» Your task
Swap every "child" in the listing below for "toddler" and give the listing back with nothing else changed. Leave the pictures out.

Listing of object locations:
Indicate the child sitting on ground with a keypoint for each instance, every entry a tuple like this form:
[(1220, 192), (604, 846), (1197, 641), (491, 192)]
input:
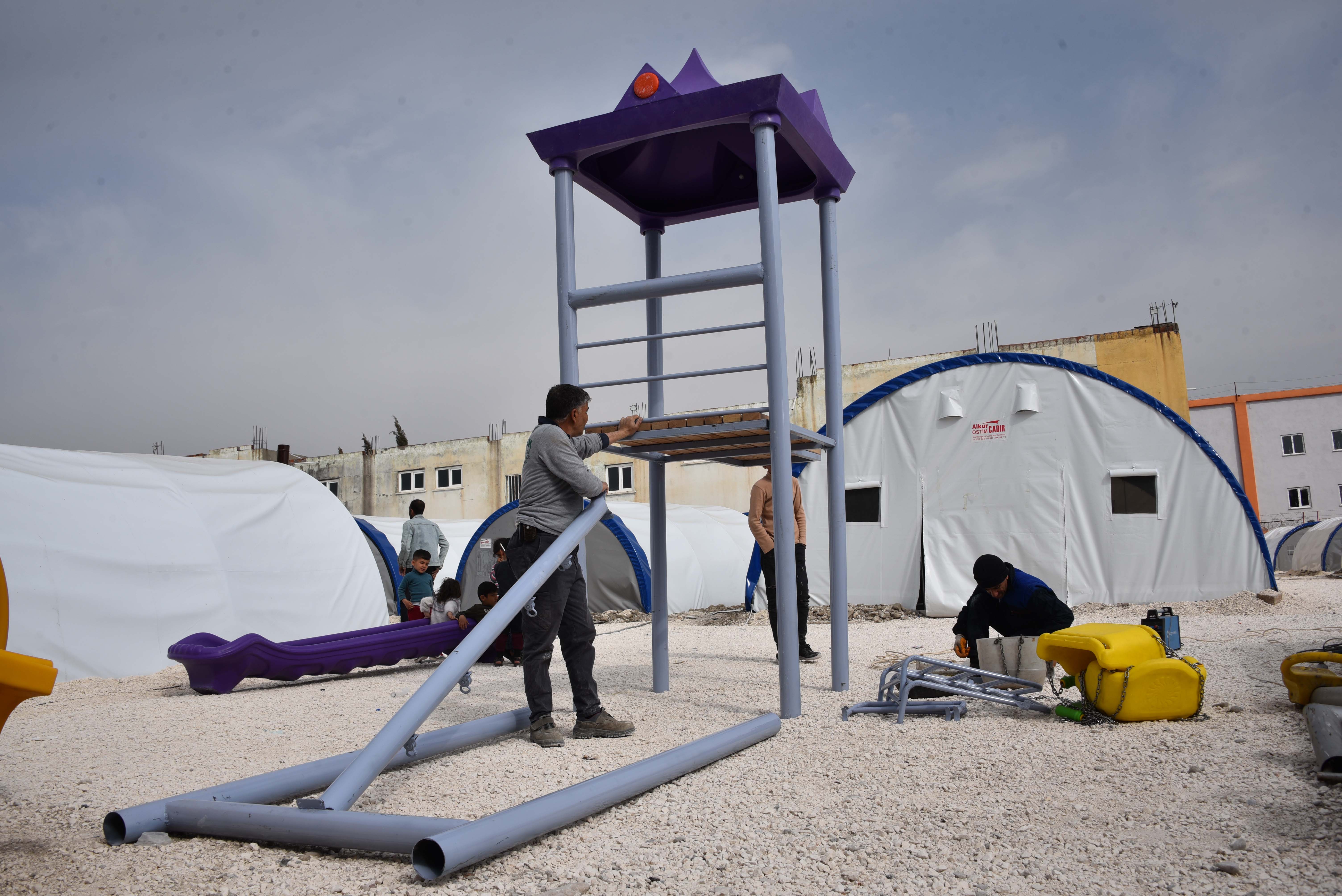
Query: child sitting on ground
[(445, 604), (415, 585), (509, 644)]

» Correct answer
Indicate the toddler sitting on ground with a keypoint for each instance, every entry a tuple like this form:
[(1220, 192), (604, 846), (1197, 641), (491, 192)]
input:
Query: toddler sitting on ground
[(445, 604), (415, 585), (509, 644)]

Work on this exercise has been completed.